— Task statement —
As you look over the data below, please find each line where the word "baby" appears, then copy it.
+-------+
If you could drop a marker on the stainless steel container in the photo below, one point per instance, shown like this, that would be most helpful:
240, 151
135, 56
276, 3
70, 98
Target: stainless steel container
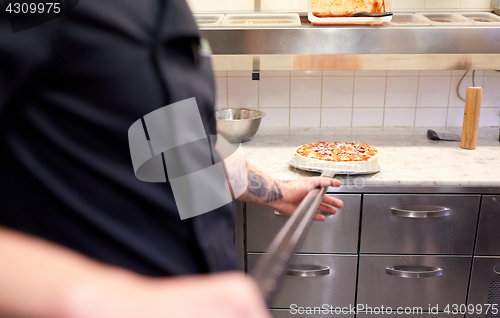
238, 124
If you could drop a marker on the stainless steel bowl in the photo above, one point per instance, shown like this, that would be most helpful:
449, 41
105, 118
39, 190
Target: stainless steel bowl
238, 124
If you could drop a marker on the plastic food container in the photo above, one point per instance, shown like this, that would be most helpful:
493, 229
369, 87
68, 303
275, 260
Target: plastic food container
408, 19
445, 19
481, 18
261, 20
208, 19
325, 12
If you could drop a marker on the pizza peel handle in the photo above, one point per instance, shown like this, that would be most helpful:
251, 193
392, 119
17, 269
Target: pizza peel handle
271, 267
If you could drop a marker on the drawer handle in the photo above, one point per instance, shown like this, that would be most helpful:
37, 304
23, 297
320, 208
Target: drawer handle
414, 271
318, 212
421, 211
307, 270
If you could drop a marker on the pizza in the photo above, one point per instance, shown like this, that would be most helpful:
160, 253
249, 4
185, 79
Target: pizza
337, 152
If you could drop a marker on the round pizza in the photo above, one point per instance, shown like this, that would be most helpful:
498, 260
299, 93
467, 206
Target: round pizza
337, 152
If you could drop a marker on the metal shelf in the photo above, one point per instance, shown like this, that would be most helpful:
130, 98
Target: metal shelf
355, 48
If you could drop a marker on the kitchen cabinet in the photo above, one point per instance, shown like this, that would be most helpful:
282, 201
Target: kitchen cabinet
383, 236
488, 234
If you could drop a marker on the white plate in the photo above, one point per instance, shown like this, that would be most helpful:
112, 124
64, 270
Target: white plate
351, 168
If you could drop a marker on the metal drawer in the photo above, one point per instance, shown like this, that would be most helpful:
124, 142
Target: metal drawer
376, 287
307, 313
337, 234
485, 285
337, 288
390, 227
488, 234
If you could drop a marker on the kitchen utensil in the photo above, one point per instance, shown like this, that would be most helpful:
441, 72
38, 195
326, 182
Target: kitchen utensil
471, 117
371, 15
432, 135
272, 266
238, 124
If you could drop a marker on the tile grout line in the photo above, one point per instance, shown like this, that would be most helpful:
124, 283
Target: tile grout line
321, 102
352, 99
448, 104
416, 100
385, 99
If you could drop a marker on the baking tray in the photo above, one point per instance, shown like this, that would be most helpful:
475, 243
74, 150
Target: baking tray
445, 19
408, 20
481, 18
347, 20
249, 20
208, 19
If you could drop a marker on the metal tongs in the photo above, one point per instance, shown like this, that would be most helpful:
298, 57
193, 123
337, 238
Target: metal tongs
271, 267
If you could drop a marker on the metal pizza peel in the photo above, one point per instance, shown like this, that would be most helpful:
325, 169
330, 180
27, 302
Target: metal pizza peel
273, 265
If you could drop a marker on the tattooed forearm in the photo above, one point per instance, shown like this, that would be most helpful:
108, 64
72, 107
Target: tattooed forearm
274, 194
257, 184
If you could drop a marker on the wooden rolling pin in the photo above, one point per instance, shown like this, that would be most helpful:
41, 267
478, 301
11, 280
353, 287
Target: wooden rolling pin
471, 117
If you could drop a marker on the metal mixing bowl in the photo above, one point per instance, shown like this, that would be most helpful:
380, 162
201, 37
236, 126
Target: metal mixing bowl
238, 124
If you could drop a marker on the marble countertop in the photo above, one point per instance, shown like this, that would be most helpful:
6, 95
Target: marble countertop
407, 157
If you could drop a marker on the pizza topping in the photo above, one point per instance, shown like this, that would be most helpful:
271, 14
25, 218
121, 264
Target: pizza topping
337, 151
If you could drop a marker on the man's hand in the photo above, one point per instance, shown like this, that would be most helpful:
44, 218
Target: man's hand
286, 197
294, 191
40, 280
228, 295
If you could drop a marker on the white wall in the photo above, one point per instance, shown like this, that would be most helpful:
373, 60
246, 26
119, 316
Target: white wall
359, 98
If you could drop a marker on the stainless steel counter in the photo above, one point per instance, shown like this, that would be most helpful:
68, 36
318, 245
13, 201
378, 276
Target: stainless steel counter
354, 48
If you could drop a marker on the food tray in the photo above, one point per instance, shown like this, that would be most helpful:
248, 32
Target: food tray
481, 18
348, 20
261, 20
408, 20
208, 19
444, 19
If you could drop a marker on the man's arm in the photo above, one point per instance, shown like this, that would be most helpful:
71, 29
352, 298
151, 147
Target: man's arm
258, 187
42, 280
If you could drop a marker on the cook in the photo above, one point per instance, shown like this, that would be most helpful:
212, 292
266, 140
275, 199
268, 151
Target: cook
80, 236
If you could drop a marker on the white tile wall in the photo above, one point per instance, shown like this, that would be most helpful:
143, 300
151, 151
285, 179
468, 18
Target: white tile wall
221, 92
274, 92
336, 117
305, 92
242, 92
432, 117
348, 98
369, 91
399, 117
276, 117
337, 91
433, 91
305, 117
367, 117
401, 92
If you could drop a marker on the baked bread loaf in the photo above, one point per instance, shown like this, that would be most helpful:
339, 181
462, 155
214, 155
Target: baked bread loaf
345, 8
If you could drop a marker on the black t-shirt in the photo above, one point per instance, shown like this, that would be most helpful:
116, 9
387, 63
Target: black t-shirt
69, 91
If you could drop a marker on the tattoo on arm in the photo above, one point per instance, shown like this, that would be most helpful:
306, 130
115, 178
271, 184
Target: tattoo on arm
274, 194
257, 186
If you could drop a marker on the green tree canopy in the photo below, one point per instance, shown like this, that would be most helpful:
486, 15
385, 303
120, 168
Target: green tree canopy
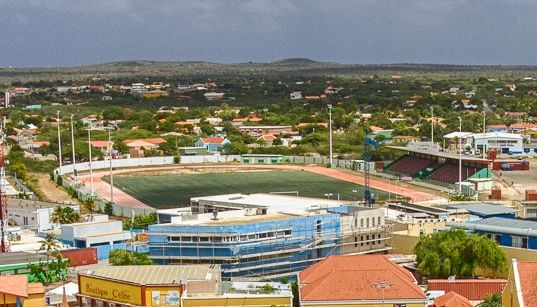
454, 252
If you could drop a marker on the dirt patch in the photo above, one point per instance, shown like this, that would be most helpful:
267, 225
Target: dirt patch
50, 190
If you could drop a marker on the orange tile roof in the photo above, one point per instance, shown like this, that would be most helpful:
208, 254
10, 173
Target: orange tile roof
14, 285
154, 141
352, 277
527, 272
472, 289
210, 140
452, 299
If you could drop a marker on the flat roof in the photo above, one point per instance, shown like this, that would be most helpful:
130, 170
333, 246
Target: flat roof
484, 208
20, 257
507, 222
156, 274
440, 154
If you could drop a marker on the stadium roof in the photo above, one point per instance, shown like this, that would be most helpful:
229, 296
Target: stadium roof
483, 208
157, 274
441, 154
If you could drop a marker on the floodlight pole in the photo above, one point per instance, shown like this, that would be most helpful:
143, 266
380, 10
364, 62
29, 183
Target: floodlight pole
90, 161
59, 143
73, 148
432, 127
330, 138
460, 155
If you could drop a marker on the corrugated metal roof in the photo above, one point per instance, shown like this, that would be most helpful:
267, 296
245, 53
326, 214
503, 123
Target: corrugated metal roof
157, 274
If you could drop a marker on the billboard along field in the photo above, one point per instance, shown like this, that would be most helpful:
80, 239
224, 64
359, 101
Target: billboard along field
175, 190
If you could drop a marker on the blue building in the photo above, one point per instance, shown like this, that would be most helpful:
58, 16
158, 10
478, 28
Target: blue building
102, 234
505, 231
263, 235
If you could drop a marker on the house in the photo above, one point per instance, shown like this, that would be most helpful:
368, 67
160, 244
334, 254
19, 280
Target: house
452, 299
137, 146
354, 280
212, 144
295, 95
105, 235
520, 288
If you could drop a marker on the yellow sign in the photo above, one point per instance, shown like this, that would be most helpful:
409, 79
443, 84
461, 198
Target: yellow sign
110, 290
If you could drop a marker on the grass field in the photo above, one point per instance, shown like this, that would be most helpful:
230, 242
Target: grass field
165, 191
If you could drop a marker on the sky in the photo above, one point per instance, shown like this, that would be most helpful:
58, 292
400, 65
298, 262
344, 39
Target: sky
51, 33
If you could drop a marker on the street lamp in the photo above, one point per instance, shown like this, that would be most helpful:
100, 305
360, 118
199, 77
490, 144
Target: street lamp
382, 286
90, 160
73, 148
59, 142
460, 155
110, 148
330, 135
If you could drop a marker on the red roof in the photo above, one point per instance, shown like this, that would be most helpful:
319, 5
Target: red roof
210, 140
16, 285
352, 277
527, 272
472, 289
154, 141
452, 299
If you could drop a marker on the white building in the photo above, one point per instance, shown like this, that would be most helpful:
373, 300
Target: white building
505, 143
33, 214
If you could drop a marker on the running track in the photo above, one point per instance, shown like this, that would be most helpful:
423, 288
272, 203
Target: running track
102, 188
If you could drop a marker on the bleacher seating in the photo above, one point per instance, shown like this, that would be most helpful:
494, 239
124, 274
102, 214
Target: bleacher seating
410, 165
450, 173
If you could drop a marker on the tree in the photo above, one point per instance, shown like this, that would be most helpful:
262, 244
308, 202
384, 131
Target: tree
65, 215
454, 252
124, 257
491, 300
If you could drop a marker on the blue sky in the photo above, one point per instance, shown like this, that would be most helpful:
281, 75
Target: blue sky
77, 32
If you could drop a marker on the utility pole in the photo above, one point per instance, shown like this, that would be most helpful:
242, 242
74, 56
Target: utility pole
460, 155
330, 125
484, 132
73, 148
90, 162
59, 142
432, 127
111, 174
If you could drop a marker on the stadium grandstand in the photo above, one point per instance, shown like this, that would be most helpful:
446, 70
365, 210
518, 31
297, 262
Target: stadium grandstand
436, 167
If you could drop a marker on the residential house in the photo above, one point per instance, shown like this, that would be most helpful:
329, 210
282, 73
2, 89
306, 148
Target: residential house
212, 144
355, 280
520, 288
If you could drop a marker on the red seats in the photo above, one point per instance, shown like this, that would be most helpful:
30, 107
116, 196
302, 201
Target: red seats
410, 165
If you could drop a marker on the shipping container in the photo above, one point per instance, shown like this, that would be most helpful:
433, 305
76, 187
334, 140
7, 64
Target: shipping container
80, 256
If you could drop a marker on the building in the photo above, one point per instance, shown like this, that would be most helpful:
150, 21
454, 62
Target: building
485, 210
17, 291
358, 280
520, 288
151, 285
16, 263
505, 231
505, 143
257, 131
265, 235
34, 214
475, 290
212, 144
452, 299
261, 159
103, 235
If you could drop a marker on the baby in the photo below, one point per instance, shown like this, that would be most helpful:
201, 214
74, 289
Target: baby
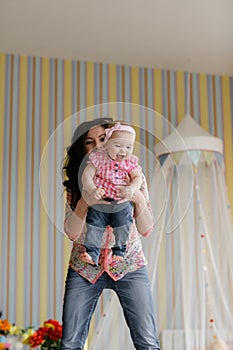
+-------+
— Response to this task —
If you could drop a marker on the baby in the photo below, one point per instance, shown like this, that would be most helpful:
Target: baby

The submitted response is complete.